Aim of the exercise |
From the line containing "the person in background" to the end of the listing, write out every line exactly; leave out everything else.

Records supplied |
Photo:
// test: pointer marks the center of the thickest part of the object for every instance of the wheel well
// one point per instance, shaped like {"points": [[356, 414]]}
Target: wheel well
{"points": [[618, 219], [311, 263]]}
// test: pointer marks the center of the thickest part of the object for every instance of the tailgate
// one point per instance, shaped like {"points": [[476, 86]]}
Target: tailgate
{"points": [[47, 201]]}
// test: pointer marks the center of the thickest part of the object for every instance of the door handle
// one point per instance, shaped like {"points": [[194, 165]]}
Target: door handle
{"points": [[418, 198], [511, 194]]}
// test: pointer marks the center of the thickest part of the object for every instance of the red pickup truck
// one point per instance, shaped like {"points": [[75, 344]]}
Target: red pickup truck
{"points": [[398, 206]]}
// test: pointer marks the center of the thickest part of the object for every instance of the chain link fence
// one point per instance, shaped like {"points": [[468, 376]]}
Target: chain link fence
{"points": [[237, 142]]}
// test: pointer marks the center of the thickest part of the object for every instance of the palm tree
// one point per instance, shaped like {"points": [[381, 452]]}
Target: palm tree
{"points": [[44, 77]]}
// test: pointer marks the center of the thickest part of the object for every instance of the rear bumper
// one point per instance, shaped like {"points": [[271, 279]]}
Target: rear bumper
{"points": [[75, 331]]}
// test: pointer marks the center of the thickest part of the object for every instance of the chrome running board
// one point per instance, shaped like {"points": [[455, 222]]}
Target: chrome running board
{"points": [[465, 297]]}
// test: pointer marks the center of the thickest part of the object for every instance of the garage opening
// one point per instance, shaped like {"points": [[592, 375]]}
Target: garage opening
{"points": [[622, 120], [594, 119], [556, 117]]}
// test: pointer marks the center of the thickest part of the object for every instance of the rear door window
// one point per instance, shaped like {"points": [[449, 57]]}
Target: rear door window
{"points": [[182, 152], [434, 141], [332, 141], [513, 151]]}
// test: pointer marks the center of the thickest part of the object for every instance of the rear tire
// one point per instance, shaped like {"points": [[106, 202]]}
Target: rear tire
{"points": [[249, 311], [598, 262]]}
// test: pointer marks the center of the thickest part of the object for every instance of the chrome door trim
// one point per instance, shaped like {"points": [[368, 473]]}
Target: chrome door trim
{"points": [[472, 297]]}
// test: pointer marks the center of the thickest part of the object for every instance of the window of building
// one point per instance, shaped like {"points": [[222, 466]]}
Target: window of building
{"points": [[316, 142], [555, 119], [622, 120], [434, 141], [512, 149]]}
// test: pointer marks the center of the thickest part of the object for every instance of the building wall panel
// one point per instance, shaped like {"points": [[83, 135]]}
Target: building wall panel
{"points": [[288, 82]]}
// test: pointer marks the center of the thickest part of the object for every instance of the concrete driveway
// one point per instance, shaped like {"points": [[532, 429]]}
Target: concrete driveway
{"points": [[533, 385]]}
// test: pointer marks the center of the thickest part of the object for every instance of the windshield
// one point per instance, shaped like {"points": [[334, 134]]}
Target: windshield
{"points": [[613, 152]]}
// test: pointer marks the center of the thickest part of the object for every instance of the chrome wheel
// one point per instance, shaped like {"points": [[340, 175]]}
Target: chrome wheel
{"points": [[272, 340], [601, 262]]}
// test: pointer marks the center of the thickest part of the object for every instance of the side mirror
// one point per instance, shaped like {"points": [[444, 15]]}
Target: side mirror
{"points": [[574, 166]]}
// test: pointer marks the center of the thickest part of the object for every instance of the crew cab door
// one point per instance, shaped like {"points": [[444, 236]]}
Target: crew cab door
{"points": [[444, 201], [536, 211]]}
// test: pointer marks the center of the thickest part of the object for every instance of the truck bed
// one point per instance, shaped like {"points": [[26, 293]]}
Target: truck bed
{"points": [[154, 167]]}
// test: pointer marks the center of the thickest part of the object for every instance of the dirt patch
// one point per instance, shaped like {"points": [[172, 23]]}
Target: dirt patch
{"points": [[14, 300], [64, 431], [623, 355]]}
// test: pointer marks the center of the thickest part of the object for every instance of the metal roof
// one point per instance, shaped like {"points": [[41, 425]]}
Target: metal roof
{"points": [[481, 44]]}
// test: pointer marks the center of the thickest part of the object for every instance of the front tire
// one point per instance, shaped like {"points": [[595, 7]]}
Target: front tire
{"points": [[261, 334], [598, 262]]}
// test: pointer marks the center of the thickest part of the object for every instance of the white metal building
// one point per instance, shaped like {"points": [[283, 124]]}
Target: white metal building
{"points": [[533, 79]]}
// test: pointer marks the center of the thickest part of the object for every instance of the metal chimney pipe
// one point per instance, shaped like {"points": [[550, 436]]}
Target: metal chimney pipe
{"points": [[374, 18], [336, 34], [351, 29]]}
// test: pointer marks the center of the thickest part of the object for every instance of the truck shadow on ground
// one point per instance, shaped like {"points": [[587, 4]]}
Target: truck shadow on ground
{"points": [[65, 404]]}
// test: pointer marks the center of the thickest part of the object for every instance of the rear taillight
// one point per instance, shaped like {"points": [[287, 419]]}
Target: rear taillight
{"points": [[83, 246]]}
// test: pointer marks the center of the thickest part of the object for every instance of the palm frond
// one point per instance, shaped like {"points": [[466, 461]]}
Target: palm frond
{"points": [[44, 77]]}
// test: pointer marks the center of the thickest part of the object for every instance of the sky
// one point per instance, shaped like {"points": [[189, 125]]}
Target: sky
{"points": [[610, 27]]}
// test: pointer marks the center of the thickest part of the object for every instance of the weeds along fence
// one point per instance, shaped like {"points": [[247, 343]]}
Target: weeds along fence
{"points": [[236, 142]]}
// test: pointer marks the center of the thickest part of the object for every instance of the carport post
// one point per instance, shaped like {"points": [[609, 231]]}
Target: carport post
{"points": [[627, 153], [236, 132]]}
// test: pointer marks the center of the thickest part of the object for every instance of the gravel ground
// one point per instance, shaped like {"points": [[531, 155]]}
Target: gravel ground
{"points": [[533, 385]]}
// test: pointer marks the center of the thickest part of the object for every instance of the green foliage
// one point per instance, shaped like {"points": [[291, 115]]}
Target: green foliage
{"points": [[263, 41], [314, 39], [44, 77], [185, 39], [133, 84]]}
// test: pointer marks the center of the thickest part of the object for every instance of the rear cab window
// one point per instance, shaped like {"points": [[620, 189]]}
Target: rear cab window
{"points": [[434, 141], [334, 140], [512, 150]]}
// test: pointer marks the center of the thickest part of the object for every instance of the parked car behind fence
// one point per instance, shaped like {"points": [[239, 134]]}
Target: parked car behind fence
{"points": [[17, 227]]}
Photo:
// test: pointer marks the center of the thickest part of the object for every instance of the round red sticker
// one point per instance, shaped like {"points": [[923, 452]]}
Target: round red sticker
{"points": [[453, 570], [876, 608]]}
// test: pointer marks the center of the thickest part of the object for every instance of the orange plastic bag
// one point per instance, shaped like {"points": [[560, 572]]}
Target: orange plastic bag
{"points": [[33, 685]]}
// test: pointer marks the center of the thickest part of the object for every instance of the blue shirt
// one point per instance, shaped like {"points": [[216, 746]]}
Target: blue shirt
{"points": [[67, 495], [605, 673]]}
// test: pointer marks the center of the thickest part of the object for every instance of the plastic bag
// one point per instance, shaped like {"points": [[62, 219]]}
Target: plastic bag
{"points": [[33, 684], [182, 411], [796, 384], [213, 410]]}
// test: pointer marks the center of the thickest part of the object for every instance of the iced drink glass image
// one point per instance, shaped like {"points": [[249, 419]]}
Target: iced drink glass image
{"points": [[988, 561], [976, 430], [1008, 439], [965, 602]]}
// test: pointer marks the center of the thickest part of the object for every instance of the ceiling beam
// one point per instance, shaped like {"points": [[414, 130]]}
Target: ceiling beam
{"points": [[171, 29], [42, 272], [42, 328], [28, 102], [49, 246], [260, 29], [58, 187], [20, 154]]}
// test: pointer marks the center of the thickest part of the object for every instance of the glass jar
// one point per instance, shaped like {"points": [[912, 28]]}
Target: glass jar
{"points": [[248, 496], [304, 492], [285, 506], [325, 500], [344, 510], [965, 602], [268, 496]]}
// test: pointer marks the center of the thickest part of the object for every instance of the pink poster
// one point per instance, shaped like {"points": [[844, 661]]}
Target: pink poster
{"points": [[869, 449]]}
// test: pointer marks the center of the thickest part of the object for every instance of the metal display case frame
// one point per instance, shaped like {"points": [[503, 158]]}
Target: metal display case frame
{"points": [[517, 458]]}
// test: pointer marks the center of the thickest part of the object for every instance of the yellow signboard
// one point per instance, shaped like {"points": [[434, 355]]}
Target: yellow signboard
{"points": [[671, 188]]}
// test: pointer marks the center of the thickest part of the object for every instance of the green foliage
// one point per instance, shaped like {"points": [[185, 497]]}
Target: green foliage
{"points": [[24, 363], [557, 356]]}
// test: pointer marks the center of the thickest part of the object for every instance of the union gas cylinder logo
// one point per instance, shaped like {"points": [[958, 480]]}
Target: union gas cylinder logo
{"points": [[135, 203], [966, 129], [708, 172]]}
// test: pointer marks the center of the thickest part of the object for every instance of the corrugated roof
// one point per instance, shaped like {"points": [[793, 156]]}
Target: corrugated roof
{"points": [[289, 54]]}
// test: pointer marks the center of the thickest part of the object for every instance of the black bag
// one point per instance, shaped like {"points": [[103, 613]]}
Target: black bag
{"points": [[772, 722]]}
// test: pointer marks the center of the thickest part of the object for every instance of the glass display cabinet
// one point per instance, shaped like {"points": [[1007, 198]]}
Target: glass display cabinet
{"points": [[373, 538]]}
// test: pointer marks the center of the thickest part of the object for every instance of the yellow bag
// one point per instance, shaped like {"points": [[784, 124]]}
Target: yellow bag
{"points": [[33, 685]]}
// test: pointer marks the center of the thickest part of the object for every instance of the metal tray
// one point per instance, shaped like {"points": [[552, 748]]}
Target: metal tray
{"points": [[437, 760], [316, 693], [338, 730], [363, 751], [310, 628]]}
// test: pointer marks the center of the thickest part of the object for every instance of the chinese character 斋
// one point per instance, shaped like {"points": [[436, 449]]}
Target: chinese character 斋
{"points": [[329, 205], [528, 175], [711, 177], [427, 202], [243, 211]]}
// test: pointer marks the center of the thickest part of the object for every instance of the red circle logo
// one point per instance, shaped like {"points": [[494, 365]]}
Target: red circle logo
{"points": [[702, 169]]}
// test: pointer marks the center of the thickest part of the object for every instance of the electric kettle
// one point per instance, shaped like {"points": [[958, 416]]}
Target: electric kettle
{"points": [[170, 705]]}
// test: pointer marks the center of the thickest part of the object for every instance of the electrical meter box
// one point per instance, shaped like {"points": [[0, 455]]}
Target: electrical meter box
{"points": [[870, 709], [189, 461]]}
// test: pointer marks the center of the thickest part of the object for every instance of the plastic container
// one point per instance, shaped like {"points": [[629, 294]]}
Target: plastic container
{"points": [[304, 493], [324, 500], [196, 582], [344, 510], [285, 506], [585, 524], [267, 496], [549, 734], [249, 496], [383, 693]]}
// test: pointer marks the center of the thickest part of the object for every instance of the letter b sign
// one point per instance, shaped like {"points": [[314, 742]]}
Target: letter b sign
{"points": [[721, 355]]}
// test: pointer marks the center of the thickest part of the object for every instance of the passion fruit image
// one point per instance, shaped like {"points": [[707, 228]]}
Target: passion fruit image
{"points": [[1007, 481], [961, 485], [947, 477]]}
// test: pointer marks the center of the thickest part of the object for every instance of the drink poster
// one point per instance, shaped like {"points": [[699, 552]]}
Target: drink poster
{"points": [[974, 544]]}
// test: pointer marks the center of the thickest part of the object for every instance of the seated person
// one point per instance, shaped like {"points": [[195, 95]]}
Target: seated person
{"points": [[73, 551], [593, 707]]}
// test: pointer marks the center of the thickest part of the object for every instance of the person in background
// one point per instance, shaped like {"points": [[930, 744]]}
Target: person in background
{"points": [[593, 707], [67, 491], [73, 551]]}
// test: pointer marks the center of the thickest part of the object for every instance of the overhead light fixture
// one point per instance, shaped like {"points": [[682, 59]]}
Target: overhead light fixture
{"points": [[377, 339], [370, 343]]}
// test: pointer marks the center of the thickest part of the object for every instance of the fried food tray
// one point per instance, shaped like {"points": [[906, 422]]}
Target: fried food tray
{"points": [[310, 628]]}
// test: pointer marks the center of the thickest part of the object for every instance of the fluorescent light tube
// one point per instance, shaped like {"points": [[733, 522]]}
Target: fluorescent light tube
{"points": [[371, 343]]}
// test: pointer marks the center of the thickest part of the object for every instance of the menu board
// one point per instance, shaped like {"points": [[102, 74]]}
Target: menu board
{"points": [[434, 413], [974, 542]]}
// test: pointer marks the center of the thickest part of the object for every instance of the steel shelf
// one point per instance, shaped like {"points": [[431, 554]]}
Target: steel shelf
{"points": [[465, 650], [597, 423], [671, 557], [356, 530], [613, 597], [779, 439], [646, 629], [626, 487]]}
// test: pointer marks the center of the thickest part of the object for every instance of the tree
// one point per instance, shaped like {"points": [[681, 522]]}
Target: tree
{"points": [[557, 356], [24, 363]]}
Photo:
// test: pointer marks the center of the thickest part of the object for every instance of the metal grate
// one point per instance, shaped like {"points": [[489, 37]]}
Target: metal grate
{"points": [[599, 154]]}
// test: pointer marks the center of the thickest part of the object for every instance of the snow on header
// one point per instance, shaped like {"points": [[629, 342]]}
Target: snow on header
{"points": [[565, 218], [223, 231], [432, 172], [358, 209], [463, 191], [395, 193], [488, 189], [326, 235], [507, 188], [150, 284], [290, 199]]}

Result of the exercise |
// test: pointer marks the center of the thickest part of the object for every instance of the person in background
// one point per instance, shaped like {"points": [[930, 744]]}
Target: person in background
{"points": [[593, 707], [67, 491], [73, 551]]}
// test: pointer marks the center of the thickest part of the object for every instance of the overhead light fixture
// one point per instance, shaped like {"points": [[682, 59]]}
Target: overhead light fixture
{"points": [[377, 339], [370, 343]]}
// test: pointer marks the center of the thickest part of the object for every instance of the fried food tray
// one point per instance, shaped like {"points": [[906, 422]]}
Target: fried food tray
{"points": [[310, 628]]}
// test: pointer marks the center of the thickest part of the object for every instance of the fluorescent light tube
// one point per instance, shaped like {"points": [[733, 522]]}
Target: fluorescent light tube
{"points": [[371, 343]]}
// test: pointer marks the center of the thickest part of the object for every instance of the menu board
// one point per instance, shaped like {"points": [[102, 74]]}
Target: menu board
{"points": [[434, 413], [974, 542]]}
// test: pointer marks the center of the thickest part of the object for every instance of the steel shelf
// one point per instance, shaped like {"points": [[431, 554]]}
Target: steel shelf
{"points": [[465, 650], [597, 423], [671, 557], [356, 530], [613, 597], [779, 439], [646, 629], [626, 487]]}
// test: pointer marks the center of the thickest part of the object for every instance of the tree
// one point per instance, shaped like {"points": [[681, 522]]}
Target: tree
{"points": [[557, 356], [24, 363]]}
Photo:
// test: pointer marks the center of the thickest part of the object for every instance of the metal grate
// one point per instance, shaped like {"points": [[489, 37]]}
Target: metal grate
{"points": [[599, 154]]}
// test: pointer marks the center of the thickest part of the object for every instance of the snow on header
// one point per instance, shaped like {"points": [[629, 342]]}
Target: snow on header
{"points": [[565, 218], [223, 231], [432, 172], [358, 209], [463, 191], [395, 193], [488, 189], [326, 235], [507, 188], [150, 284], [290, 199]]}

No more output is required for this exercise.